Problem to work on:
Could you copy the Apache Cassandra setup guide word for word, from "ii) Create a" up to and including "version is 3.2."?

Passage provided:

Apache Cassandra is an open source, highly scalable NoSQL database, that’s well known for handling large volumes of data across multiple data centres and the cloud.
In this article, we will learn to set up and optimise Apache Cassandra.
Setting up Apache Cassandra on Linux
To set up Cassandra on a Linux machine, install Apache Cassandra 3.x on RHEL/CentOS 6.5 or later.
The prerequisites are:
- Yum package management
- Root or non-root user with sudo privileges
- Oracle Java Platform, Standard Edition 8 (JDK) or OpenJDK 8. JDK is recommended for Cassandra installation as it has some
- tools that are not in JRE
- Python 2.7
Installation steps
i) Check the Java version, as follows:
$ java -version
If Oracle Java is used, the results should look like what’s shown below:
java version "1.8.0_65" Java(TM) SE Runtime Environment (build 1.8.0_65-b17) Java HotSpot(TM) 64-Bit Server VM (build 25.65-b01, mixed mode)
ii) Create a new Yum repo datastax.repo under /etc/yum.repos.d
/etc/yum.repos.d/datastax.repo [datastax-ddc] name = DataStax Repo for Apache Cassandra baseurl = http://rpm.datastax.com/datastax-ddc/3.2 enabled = 1 gpgcheck = 0
You can change the latest version. The current latest version is 3.2.
iii) Now, Apache Cassandra will be available for installation through Yum.
$ sudo yum install datastax-ddc
The above command will also install the Cassandra utilities such as sstablelevelreset, sstablemetadata, sstableofflinerelevel, sstablerepairedset, sstablesplit and token-generator.

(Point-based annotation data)
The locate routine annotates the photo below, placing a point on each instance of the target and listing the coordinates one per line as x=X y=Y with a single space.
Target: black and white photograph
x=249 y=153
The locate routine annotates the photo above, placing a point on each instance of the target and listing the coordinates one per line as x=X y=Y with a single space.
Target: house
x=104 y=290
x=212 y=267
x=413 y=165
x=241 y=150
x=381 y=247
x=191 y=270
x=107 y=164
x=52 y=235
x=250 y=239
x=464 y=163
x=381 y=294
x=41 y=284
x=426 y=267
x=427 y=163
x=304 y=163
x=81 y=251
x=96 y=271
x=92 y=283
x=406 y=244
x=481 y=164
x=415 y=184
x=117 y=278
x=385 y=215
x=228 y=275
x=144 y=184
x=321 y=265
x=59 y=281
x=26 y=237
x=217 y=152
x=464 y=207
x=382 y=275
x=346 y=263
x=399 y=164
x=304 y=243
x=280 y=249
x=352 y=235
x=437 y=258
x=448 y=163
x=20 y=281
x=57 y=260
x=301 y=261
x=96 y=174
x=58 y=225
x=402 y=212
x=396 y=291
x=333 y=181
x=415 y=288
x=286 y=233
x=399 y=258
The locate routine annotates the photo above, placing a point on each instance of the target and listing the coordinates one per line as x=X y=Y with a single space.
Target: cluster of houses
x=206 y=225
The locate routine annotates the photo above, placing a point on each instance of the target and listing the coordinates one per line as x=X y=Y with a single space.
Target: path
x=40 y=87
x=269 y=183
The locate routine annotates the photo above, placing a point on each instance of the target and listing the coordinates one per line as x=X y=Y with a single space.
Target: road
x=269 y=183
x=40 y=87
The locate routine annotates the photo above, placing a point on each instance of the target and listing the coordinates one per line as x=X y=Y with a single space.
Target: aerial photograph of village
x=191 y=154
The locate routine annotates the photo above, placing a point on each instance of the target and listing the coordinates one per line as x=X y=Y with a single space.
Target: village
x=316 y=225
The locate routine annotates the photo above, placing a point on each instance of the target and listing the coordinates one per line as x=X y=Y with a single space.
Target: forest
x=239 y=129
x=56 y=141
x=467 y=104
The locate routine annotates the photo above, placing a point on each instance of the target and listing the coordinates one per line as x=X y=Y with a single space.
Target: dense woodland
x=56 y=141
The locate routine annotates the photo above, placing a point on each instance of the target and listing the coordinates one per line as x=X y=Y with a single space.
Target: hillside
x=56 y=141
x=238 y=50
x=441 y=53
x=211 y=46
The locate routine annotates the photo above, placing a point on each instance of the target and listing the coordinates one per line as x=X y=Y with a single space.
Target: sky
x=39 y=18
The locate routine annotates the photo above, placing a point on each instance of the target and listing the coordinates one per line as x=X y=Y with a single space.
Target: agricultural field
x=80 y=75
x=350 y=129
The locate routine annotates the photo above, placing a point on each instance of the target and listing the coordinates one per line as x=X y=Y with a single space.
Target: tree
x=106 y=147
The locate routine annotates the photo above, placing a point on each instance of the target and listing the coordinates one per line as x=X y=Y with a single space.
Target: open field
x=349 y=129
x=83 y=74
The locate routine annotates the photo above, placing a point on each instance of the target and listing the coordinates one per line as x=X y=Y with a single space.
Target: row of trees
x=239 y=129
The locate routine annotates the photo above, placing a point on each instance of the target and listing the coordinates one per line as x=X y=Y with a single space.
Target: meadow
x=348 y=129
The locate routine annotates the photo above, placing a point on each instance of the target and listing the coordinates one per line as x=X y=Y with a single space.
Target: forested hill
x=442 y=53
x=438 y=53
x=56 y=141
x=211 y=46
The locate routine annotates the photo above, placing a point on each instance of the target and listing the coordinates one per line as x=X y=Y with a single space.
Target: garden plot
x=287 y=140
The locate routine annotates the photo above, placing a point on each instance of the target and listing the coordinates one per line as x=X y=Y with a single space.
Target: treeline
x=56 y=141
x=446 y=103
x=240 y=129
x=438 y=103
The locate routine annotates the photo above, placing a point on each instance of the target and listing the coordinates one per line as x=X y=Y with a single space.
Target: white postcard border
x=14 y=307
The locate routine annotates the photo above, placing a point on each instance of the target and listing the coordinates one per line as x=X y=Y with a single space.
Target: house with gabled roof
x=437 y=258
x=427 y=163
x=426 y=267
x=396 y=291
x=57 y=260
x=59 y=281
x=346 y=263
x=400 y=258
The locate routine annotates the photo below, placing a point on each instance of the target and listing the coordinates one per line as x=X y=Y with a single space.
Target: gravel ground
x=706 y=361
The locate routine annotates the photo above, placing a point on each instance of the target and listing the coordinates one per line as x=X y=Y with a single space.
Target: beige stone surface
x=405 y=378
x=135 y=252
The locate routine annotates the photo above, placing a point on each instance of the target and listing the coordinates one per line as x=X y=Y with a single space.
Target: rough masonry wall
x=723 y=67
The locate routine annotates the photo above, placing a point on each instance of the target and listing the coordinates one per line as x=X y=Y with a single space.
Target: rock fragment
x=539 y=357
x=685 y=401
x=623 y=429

Finished task:
ii) Create a new Yum repo datastax.repo under /etc/yum.repos.d
/etc/yum.repos.d/datastax.repo [datastax-ddc] name = DataStax Repo for Apache Cassandra baseurl = http://rpm.datastax.com/datastax-ddc/3.2 enabled = 1 gpgcheck = 0
You can change the latest version. The current latest version is 3.2.